* [Provided data]
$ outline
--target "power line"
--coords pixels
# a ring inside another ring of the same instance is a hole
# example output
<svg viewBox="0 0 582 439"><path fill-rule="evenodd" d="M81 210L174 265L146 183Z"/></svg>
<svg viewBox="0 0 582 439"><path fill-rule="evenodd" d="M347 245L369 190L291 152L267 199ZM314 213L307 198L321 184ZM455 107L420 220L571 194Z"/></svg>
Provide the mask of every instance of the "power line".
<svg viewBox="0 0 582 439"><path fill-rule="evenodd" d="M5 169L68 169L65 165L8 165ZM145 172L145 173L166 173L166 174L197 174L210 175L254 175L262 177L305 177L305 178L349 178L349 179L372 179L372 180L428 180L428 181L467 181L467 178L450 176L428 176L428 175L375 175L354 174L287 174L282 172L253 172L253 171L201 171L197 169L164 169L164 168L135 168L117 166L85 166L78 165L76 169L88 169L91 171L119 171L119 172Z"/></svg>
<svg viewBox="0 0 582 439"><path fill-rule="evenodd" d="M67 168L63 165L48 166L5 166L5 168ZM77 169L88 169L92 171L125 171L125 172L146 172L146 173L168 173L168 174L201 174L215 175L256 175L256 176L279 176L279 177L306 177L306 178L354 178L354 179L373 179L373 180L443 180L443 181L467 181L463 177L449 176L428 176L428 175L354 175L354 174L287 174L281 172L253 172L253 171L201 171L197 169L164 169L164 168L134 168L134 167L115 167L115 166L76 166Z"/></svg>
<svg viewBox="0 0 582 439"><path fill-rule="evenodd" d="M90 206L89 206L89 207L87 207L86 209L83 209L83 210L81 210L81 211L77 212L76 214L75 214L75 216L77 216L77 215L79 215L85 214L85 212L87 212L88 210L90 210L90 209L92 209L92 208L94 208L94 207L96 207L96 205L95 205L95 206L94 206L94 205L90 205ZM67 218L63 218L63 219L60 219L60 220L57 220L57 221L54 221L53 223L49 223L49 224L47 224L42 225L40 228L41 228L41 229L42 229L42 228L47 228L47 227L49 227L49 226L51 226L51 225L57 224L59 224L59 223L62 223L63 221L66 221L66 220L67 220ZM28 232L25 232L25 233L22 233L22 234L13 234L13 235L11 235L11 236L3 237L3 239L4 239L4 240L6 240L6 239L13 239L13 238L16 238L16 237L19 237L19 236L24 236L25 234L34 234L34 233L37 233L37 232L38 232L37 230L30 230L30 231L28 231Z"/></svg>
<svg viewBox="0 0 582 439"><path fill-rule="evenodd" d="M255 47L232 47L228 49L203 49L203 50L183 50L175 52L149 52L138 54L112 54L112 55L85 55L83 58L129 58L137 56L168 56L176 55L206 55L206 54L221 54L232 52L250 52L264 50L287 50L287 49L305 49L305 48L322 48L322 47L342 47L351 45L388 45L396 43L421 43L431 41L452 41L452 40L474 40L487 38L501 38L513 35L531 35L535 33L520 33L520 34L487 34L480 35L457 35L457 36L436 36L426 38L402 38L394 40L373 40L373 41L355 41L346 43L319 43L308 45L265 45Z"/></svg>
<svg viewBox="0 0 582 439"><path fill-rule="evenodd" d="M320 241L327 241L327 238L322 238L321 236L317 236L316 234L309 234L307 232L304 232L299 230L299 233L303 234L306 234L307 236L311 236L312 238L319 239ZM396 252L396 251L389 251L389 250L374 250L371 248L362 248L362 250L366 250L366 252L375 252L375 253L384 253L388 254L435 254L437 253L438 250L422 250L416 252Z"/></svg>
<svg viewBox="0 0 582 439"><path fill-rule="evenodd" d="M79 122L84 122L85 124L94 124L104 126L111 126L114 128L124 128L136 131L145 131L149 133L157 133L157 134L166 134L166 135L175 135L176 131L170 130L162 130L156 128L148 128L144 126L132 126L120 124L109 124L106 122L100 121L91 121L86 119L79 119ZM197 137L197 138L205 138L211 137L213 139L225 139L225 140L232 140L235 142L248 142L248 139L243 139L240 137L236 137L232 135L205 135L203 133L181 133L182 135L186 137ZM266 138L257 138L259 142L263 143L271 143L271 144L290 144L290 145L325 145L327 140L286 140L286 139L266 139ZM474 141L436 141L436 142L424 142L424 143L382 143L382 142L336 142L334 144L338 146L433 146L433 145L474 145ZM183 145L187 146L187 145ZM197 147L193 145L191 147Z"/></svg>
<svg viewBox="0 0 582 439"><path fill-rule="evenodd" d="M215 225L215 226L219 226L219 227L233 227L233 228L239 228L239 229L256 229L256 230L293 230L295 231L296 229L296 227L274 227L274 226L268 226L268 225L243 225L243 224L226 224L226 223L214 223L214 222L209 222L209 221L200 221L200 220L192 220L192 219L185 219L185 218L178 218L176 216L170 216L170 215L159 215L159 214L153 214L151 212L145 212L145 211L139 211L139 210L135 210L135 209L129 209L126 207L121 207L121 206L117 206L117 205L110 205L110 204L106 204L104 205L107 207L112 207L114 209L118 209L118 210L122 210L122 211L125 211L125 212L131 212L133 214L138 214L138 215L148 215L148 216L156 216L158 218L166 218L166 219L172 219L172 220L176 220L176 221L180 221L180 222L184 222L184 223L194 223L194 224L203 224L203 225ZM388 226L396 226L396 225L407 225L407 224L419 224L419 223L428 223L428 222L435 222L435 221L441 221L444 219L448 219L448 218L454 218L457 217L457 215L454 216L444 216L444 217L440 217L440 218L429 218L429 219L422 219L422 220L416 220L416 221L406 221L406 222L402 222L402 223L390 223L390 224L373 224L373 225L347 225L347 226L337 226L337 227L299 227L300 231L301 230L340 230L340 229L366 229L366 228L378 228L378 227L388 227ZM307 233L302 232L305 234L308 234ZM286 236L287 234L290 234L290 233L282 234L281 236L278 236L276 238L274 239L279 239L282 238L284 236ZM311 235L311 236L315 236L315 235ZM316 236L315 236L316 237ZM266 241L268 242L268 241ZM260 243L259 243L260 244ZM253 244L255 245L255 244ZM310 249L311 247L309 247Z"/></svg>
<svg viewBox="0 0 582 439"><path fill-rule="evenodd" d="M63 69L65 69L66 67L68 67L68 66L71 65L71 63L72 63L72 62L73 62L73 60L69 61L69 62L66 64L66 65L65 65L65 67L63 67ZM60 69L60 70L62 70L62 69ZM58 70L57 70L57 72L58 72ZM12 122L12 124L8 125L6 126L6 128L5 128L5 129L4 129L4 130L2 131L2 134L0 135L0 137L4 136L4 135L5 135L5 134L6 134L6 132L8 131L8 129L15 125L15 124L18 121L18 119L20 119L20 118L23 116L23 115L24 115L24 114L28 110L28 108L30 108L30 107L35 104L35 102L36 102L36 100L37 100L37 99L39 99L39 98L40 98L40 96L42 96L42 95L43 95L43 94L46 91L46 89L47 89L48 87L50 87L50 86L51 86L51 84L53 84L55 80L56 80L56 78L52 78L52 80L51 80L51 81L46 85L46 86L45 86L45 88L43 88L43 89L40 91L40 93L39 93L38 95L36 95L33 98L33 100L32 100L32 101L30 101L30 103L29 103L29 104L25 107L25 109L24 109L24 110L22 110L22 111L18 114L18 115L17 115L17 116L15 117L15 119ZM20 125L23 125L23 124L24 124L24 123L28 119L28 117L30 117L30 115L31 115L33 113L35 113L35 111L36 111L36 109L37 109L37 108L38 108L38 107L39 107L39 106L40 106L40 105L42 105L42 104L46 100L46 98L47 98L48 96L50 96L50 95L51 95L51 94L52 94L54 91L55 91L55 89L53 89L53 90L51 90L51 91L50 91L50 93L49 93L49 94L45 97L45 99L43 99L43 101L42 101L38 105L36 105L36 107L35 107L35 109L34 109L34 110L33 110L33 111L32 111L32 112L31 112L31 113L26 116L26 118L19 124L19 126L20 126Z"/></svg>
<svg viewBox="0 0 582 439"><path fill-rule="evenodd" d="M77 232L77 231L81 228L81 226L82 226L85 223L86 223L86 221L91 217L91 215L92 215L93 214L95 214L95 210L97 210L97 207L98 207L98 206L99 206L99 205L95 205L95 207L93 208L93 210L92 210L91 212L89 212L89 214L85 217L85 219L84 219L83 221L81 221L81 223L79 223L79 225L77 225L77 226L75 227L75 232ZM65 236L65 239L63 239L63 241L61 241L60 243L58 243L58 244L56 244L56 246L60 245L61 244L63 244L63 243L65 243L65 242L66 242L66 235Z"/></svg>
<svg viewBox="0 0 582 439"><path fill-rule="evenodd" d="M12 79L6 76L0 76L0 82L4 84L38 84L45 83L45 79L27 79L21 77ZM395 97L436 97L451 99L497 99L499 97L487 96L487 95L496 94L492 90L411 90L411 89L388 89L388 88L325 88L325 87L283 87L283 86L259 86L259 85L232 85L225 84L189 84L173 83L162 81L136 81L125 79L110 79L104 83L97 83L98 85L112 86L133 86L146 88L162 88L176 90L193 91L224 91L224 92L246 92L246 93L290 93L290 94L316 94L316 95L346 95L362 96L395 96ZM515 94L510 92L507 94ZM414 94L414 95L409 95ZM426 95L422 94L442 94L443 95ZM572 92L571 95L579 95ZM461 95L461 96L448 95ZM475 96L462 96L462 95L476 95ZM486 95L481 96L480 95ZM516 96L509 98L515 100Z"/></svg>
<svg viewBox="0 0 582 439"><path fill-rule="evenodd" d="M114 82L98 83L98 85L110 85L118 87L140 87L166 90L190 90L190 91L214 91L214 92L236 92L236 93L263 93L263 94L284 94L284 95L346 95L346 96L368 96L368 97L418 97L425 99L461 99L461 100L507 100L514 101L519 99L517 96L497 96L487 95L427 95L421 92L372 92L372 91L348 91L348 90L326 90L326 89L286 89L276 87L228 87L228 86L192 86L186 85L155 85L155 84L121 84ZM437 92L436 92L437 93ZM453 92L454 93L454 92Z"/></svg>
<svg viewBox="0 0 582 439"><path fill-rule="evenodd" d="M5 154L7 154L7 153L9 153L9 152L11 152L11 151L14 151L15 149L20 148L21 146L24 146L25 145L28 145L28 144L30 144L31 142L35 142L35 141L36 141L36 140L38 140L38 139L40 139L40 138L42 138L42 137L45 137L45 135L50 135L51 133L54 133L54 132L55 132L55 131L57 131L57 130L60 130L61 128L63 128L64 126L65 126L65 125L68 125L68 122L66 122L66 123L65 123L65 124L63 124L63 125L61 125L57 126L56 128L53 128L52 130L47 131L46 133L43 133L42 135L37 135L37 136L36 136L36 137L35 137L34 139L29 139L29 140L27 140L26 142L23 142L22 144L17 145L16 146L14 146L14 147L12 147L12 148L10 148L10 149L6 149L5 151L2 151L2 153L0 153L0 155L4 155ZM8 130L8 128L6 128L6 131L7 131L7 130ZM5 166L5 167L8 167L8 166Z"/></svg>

* [Stated problem] Show each line of the records above that contains the word "power", copying the lines unchanged.

* [Written solution]
--target "power line"
Provide the mask of every instance of the "power line".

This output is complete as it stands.